## START
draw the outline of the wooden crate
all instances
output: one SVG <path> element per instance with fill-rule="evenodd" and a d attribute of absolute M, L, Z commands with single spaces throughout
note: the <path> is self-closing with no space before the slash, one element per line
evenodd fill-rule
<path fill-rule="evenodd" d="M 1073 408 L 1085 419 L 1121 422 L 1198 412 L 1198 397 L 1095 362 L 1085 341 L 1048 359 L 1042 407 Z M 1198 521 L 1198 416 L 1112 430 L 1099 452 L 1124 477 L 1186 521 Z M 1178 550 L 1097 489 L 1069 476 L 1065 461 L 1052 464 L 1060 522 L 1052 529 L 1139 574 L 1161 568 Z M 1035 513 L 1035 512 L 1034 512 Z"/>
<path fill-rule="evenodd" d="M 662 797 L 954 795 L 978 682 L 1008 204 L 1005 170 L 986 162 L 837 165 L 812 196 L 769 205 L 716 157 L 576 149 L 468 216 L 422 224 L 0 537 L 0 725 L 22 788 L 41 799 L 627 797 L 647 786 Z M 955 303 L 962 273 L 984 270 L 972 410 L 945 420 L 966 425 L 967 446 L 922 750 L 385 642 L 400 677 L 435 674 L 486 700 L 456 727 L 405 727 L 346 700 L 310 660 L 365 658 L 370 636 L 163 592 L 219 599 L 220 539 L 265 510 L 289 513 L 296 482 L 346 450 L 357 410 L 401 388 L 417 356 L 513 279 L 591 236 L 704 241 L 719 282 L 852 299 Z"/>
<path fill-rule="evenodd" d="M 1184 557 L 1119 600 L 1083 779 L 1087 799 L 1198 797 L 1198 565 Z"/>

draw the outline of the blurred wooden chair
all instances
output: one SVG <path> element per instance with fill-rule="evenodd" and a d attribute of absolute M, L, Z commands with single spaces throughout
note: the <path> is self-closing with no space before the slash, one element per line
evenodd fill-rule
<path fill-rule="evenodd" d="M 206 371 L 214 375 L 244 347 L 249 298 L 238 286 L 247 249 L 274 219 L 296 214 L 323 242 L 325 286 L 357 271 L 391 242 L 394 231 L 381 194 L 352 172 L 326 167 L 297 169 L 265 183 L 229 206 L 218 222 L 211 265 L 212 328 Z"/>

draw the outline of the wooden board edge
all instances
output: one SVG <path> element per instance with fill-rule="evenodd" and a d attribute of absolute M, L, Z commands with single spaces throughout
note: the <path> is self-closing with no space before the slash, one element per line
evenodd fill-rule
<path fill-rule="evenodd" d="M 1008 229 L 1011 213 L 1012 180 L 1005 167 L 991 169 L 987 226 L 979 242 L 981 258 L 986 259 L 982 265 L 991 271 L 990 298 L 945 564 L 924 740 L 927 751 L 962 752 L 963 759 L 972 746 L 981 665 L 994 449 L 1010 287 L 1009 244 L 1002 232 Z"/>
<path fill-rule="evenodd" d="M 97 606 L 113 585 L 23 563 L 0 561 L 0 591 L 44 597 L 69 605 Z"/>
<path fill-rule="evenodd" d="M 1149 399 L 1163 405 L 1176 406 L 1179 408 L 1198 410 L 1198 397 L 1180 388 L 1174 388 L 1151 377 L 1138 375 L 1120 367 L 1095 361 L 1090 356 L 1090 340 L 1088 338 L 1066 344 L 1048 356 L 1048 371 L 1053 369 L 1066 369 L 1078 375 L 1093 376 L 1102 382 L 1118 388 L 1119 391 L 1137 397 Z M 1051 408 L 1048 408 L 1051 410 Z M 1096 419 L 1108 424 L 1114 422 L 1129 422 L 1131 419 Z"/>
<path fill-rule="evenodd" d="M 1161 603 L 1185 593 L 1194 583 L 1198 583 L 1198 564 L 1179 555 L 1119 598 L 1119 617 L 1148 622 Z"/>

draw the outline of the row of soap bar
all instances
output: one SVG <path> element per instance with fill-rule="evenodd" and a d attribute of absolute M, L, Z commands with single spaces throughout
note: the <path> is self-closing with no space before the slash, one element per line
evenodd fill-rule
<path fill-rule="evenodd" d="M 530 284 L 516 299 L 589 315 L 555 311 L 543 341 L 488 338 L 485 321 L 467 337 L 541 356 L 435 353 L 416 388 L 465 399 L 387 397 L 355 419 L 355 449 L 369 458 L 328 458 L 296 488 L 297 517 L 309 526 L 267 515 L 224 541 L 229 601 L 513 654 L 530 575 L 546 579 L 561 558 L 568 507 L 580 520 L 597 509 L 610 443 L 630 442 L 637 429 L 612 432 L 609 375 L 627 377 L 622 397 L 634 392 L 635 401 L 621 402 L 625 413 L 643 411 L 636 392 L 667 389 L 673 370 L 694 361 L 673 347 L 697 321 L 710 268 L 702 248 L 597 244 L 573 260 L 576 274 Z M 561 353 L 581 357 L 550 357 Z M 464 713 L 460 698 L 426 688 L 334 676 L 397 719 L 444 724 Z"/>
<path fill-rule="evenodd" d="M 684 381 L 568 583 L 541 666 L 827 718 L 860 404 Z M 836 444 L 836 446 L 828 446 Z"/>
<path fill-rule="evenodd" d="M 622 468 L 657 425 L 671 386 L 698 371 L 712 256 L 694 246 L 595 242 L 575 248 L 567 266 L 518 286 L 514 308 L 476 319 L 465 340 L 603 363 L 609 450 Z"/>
## END
◆ Exercise: Pull every line above out and reproduce each one verbatim, in its original order.

◆ Task result:
draw the outline of the wooden crate
all instances
output: one SVG <path> element per instance with fill-rule="evenodd" and a d attribute of absolute M, L, Z commands with single spaces throughout
note: the <path> is self-closing with no space before the slash, one element per line
evenodd fill-rule
<path fill-rule="evenodd" d="M 1073 408 L 1085 419 L 1121 422 L 1198 412 L 1198 397 L 1095 362 L 1085 341 L 1048 359 L 1042 407 Z M 1198 521 L 1198 416 L 1112 430 L 1099 452 L 1124 477 L 1186 521 Z M 1178 550 L 1097 489 L 1069 476 L 1065 461 L 1052 464 L 1060 522 L 1052 529 L 1139 574 L 1161 568 Z M 1035 513 L 1035 512 L 1034 512 Z"/>
<path fill-rule="evenodd" d="M 662 797 L 954 795 L 978 682 L 1008 204 L 1005 170 L 986 162 L 837 165 L 812 196 L 769 205 L 716 157 L 576 149 L 468 216 L 422 224 L 0 537 L 0 725 L 22 788 L 41 799 L 627 797 L 647 786 Z M 955 303 L 962 273 L 984 270 L 972 410 L 945 420 L 966 425 L 967 446 L 922 750 L 385 642 L 400 677 L 435 674 L 486 700 L 456 727 L 405 727 L 346 700 L 310 660 L 365 658 L 370 636 L 163 592 L 219 599 L 220 539 L 265 510 L 289 513 L 296 482 L 346 450 L 357 410 L 401 388 L 417 356 L 513 279 L 591 236 L 704 241 L 719 282 L 852 299 Z"/>
<path fill-rule="evenodd" d="M 1184 557 L 1119 600 L 1083 779 L 1087 799 L 1198 797 L 1198 565 Z"/>

draw the outline of the blurred wooden chair
all instances
output: one SVG <path> element per instance with fill-rule="evenodd" and a d attribute of absolute M, L, Z commands with single spaces throughout
note: the <path> is self-closing with no space before the slash, one element per line
evenodd fill-rule
<path fill-rule="evenodd" d="M 206 371 L 214 375 L 244 347 L 249 298 L 238 286 L 247 249 L 274 219 L 296 214 L 323 242 L 325 286 L 357 271 L 391 242 L 394 231 L 381 194 L 352 172 L 326 167 L 297 169 L 265 183 L 229 206 L 218 222 L 211 265 L 212 328 Z"/>

draw the outline of the wooden board edge
all instances
output: one SVG <path> element per instance with fill-rule="evenodd" and a d attribute of absolute M, L, Z commands with single spaces throughout
note: the <path> is self-closing with no space before the slash, one element per line
evenodd fill-rule
<path fill-rule="evenodd" d="M 1008 229 L 1011 213 L 1012 180 L 1005 167 L 991 169 L 987 226 L 979 242 L 981 258 L 986 259 L 982 265 L 991 271 L 990 298 L 945 564 L 924 740 L 927 751 L 962 752 L 963 759 L 972 746 L 981 665 L 994 449 L 1010 287 L 1009 244 L 1002 232 Z"/>
<path fill-rule="evenodd" d="M 97 606 L 113 585 L 23 563 L 0 561 L 0 591 L 44 597 L 69 605 Z"/>
<path fill-rule="evenodd" d="M 1149 399 L 1163 405 L 1176 406 L 1179 408 L 1198 410 L 1198 397 L 1180 388 L 1174 388 L 1151 377 L 1138 375 L 1120 367 L 1095 361 L 1090 356 L 1090 340 L 1088 338 L 1066 344 L 1048 356 L 1048 371 L 1053 369 L 1066 369 L 1078 375 L 1093 376 L 1102 382 L 1118 388 L 1119 391 L 1137 397 Z M 1051 408 L 1048 408 L 1051 410 Z M 1096 419 L 1108 424 L 1114 422 L 1129 422 L 1131 419 Z"/>
<path fill-rule="evenodd" d="M 1161 603 L 1185 593 L 1194 583 L 1198 583 L 1198 564 L 1179 555 L 1119 598 L 1119 617 L 1148 622 Z"/>

draw the outline of the row of soap bar
all instances
output: one SVG <path> element per instance with fill-rule="evenodd" and a d attribute of absolute M, L, Z commands with single spaces throughout
note: the <path> is self-closing with no space before the slash, one element per line
evenodd fill-rule
<path fill-rule="evenodd" d="M 530 284 L 516 299 L 589 315 L 555 311 L 543 341 L 488 338 L 485 321 L 467 337 L 541 356 L 435 353 L 416 388 L 465 399 L 387 397 L 355 419 L 355 449 L 369 458 L 328 458 L 296 488 L 297 517 L 309 526 L 267 515 L 224 541 L 229 601 L 513 654 L 530 575 L 546 579 L 561 558 L 568 507 L 580 520 L 597 509 L 610 443 L 630 442 L 637 429 L 612 432 L 609 375 L 627 377 L 622 397 L 634 392 L 635 401 L 621 402 L 625 413 L 643 411 L 636 392 L 667 389 L 673 370 L 694 361 L 673 347 L 697 321 L 710 268 L 702 248 L 597 244 L 573 260 L 576 274 Z M 561 353 L 581 357 L 550 357 Z M 464 713 L 460 698 L 426 688 L 334 676 L 397 719 L 444 724 Z"/>
<path fill-rule="evenodd" d="M 684 381 L 568 583 L 541 666 L 827 718 L 860 404 Z M 836 444 L 836 446 L 828 446 Z"/>
<path fill-rule="evenodd" d="M 622 468 L 657 425 L 671 386 L 698 371 L 712 256 L 694 246 L 595 242 L 575 248 L 567 266 L 518 286 L 514 308 L 476 319 L 465 340 L 603 363 L 609 450 Z"/>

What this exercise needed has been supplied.